Archive Kienzle & Gmeiner Gallery (1997-2010)
April
Tom Meacham
May 4 - June 27, 2008
Tom Meacham, Tom Meacham, Tom Meacham, Tom Meacham, Tom Meacham,
Does the repeated word gain meaning or lose its ability to sting?
Tom Meacham sets the stage for the minimal with an image of excess. Dozens of small paintings stacked against the wall like loaves left in the front of a restaurant. The work, as if to be installed, invokes a sense of anticipation soon replaced by its inverse as the crosses on rectangles come to resemble headstones. But the grays and blues of these modules are light ,clean and bright, fresh from the assembly line. As generic and as particular as cars in a lot or tablets of modern design. The T or + is sufficiently open, fresh, tired, familiar new. They offer the broken promises of modernism for re-negotiation.

▶ [Exercises]
**A.** What are the dates of the show in the Tom Meacham exhibition text?
**B.** Name every thing that the Tom Meacham exhibition text likens the paintings or their modules to.
**C.** Transcribe the part of the Tom Meacham exhibition text that opens with the words containing "Archive Kienzle &" and closes with "modernism for re-negotiation.".
The material has no connection to the Tom Meacham exhibition text.

▶ [Data section]
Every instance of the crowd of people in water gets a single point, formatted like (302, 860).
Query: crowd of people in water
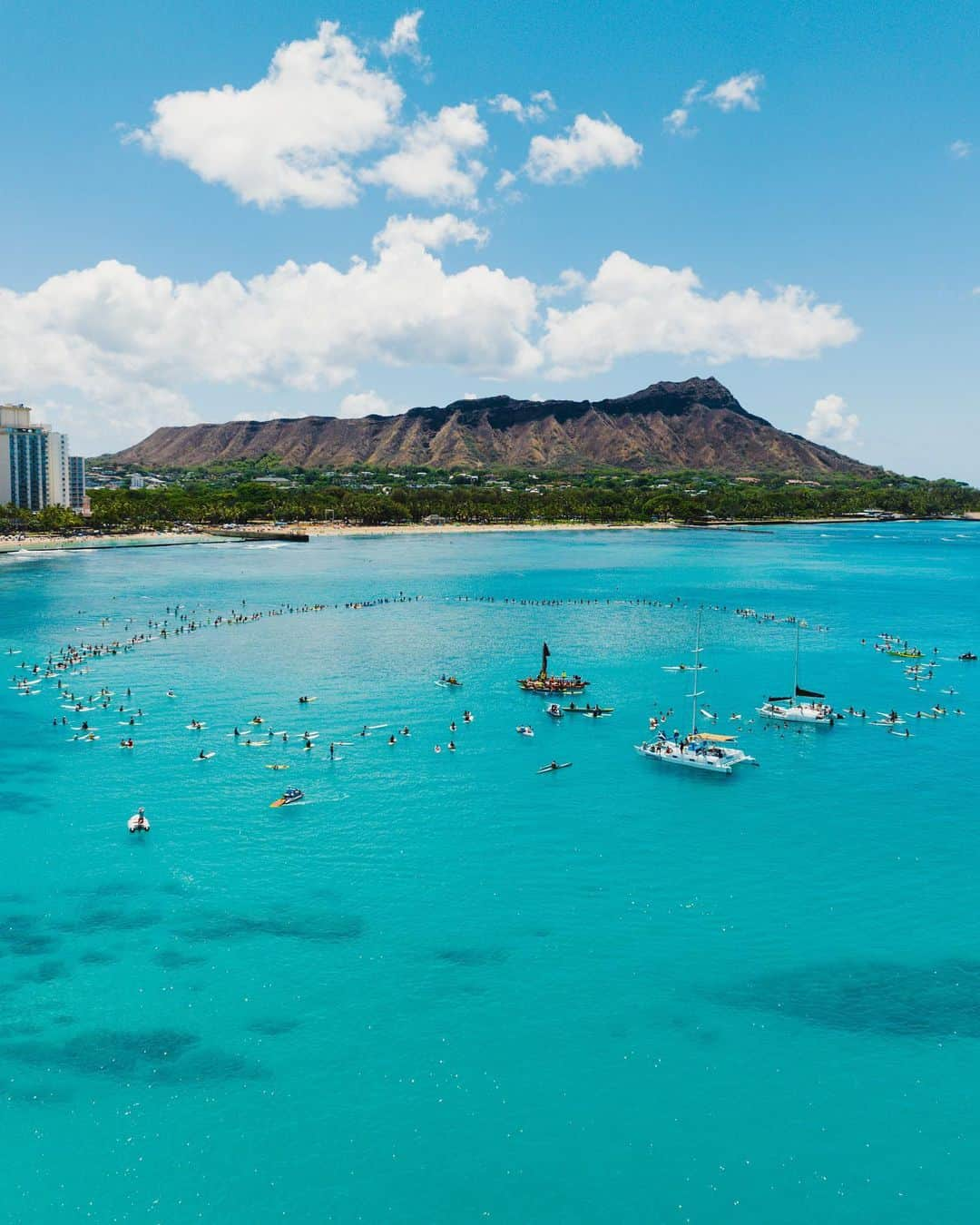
(65, 665)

▶ [Responses by task]
**A.** May 4 - June 27, 2008

**B.**
- loaves left in the front of a restaurant
- headstones
- cars in a lot
- tablets of modern design

**C.**
Archive Kienzle & Gmeiner Gallery (1997-2010)
April
Tom Meacham
May 4 - June 27, 2008
Tom Meacham, Tom Meacham, Tom Meacham, Tom Meacham, Tom Meacham,
Does the repeated word gain meaning or lose its ability to sting?
Tom Meacham sets the stage for the minimal with an image of excess. Dozens of small paintings stacked against the wall like loaves left in the front of a restaurant. The work, as if to be installed, invokes a sense of anticipation soon replaced by its inverse as the crosses on rectangles come to resemble headstones. But the grays and blues of these modules are light ,clean and bright, fresh from the assembly line. As generic and as particular as cars in a lot or tablets of modern design. The T or + is sufficiently open, fresh, tired, familiar new. They offer the broken promises of modernism for re-negotiation.